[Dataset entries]

___

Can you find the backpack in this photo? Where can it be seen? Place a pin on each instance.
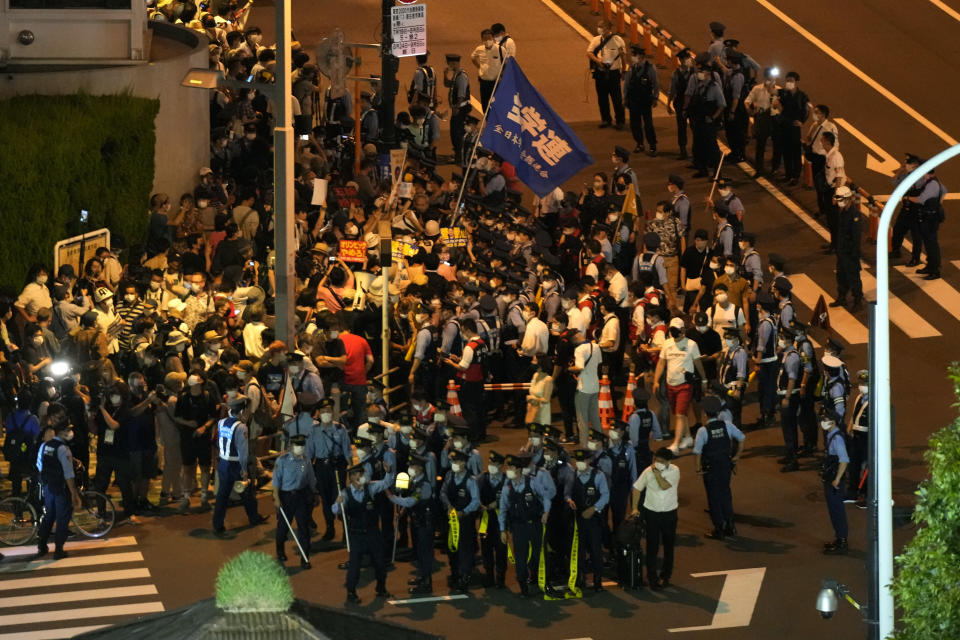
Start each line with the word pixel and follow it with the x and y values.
pixel 17 445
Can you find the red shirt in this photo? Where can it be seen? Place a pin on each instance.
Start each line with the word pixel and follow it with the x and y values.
pixel 357 349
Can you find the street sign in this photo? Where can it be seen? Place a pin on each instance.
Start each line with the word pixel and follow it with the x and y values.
pixel 408 25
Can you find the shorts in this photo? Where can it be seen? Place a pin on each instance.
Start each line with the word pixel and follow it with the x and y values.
pixel 679 397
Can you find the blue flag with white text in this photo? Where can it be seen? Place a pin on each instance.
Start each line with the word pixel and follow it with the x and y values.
pixel 523 130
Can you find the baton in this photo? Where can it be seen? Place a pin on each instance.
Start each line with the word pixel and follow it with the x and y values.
pixel 295 539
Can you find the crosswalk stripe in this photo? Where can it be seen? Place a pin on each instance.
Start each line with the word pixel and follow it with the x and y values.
pixel 69 563
pixel 80 614
pixel 73 578
pixel 29 550
pixel 50 634
pixel 78 596
pixel 901 314
pixel 841 320
pixel 941 292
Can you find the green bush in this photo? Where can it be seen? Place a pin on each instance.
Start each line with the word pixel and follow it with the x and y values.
pixel 253 581
pixel 927 584
pixel 66 153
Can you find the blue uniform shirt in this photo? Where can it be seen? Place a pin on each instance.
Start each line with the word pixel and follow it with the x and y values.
pixel 293 473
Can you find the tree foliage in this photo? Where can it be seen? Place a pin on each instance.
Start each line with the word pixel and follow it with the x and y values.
pixel 927 584
pixel 65 153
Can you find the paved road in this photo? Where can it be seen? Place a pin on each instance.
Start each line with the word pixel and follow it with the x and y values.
pixel 782 518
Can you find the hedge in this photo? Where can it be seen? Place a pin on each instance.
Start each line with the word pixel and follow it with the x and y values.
pixel 62 154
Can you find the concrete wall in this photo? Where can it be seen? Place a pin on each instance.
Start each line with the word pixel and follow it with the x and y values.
pixel 183 122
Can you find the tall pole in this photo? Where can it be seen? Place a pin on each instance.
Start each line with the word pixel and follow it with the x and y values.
pixel 283 219
pixel 388 79
pixel 882 400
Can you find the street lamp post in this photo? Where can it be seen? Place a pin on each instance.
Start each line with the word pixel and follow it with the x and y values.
pixel 880 379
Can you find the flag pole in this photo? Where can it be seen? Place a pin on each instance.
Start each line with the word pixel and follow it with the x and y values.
pixel 476 143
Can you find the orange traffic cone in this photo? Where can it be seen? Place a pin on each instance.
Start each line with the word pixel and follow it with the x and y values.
pixel 628 405
pixel 605 403
pixel 453 400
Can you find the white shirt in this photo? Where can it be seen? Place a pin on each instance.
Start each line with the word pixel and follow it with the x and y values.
pixel 587 357
pixel 612 52
pixel 679 361
pixel 657 499
pixel 610 332
pixel 536 338
pixel 834 167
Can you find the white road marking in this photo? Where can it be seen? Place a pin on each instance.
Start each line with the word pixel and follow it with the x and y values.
pixel 79 596
pixel 79 614
pixel 841 320
pixel 884 163
pixel 67 563
pixel 459 596
pixel 50 634
pixel 29 550
pixel 738 598
pixel 941 292
pixel 73 578
pixel 852 68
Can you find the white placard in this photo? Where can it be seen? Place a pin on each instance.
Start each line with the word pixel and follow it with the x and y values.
pixel 409 28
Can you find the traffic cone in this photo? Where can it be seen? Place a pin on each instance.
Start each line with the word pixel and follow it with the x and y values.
pixel 628 405
pixel 453 400
pixel 605 403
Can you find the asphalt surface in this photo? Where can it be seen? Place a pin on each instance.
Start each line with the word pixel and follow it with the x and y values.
pixel 781 518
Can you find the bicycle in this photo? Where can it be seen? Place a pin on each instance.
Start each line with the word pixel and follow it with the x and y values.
pixel 19 515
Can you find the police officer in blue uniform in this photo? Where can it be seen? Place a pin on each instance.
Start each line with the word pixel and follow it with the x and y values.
pixel 60 495
pixel 357 502
pixel 524 510
pixel 788 391
pixel 294 485
pixel 765 356
pixel 717 450
pixel 328 446
pixel 733 372
pixel 232 466
pixel 587 495
pixel 832 468
pixel 492 548
pixel 459 493
pixel 418 503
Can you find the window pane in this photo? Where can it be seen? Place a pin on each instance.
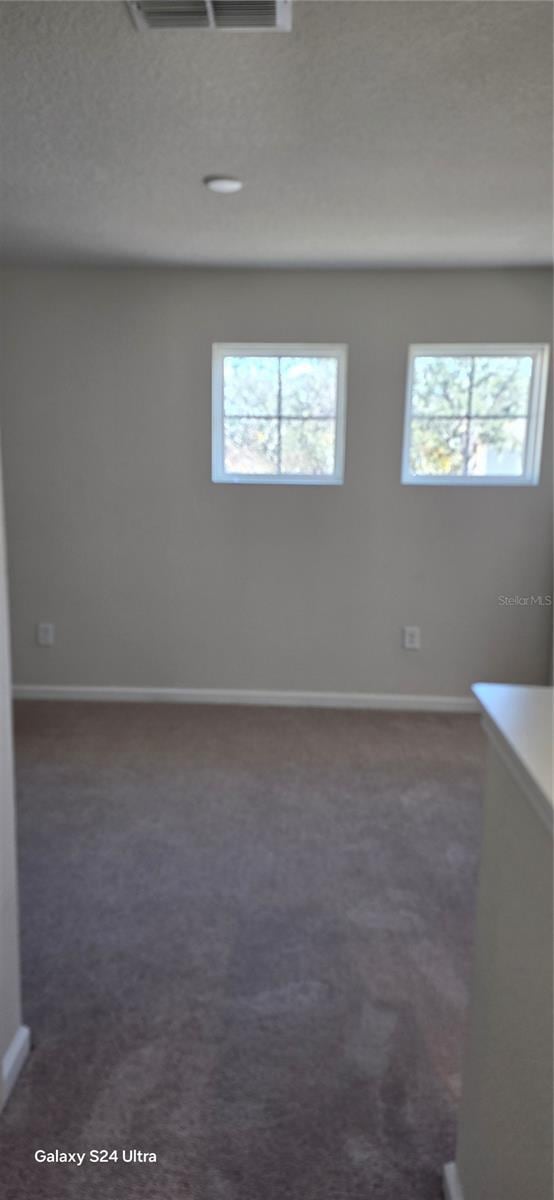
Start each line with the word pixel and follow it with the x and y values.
pixel 440 385
pixel 251 447
pixel 437 447
pixel 307 448
pixel 250 385
pixel 308 387
pixel 497 447
pixel 501 385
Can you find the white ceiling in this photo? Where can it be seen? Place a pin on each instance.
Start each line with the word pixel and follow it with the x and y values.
pixel 375 133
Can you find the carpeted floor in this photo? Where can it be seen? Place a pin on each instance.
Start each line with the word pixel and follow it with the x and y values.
pixel 246 940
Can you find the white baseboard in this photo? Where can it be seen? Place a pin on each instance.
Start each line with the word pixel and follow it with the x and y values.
pixel 451 1183
pixel 387 701
pixel 13 1061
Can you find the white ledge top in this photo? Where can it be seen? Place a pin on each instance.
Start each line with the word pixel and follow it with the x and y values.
pixel 522 719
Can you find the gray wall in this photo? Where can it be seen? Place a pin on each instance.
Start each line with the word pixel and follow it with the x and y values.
pixel 156 576
pixel 10 997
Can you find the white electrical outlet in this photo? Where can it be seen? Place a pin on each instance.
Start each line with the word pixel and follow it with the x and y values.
pixel 44 634
pixel 411 637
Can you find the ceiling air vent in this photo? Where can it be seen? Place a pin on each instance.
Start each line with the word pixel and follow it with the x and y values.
pixel 257 15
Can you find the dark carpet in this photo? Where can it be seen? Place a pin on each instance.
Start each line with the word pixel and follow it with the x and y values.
pixel 246 939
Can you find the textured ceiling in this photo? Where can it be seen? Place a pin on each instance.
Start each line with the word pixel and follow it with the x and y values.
pixel 374 133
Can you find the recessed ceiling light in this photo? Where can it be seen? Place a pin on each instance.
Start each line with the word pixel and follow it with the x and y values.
pixel 223 184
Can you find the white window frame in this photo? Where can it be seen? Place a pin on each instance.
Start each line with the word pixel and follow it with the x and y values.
pixel 277 349
pixel 531 459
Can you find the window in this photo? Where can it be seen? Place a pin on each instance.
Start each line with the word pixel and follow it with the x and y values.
pixel 278 414
pixel 474 414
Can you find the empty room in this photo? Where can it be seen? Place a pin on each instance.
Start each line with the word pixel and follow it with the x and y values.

___

* _AIM OF THE TASK_
The line containing "Can you find the red" marks the end: copy exactly every line from the start of the records up to and including it, leaving out the pictures.

* _FINAL ANSWER_
Can you find the backpack in this photo? Where can it be seen? Place a pin on each instance.
Start each line with the word pixel and follow it with the x and y values.
pixel 17 445
Can you find the red shirt in this photo? Where can it be seen? Place a pin on each instance.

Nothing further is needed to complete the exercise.